● **What to work on**:
Lines before the one containing "Dear assistant, the user would like the dirt" are left out; copy that line and every later line through the end of the data exactly.

● **Phrase grounding data**:

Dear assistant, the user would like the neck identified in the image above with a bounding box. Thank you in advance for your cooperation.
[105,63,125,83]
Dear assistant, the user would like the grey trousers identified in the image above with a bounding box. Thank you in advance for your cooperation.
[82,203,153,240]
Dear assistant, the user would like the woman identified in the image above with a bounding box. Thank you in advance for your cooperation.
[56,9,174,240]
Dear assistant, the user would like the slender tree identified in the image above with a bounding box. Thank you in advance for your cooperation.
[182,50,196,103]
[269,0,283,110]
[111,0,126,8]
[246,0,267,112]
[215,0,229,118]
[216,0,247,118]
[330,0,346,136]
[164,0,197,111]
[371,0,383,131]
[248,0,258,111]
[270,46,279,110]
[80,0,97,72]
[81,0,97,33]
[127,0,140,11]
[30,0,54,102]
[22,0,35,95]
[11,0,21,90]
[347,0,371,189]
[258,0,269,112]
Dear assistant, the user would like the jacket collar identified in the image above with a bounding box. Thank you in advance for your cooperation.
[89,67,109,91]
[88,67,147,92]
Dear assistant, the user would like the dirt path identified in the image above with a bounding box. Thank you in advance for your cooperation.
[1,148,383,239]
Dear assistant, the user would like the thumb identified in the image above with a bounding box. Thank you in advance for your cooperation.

● **Response for this exercise**:
Dear assistant, the user would like the dirt path identified in the image above with a bounding box. Thank you in advance for your cooperation.
[1,148,383,239]
Dear assistant, the user would like the thumb identified in the image above with a bounding box. Thank you in advance for your cooperation.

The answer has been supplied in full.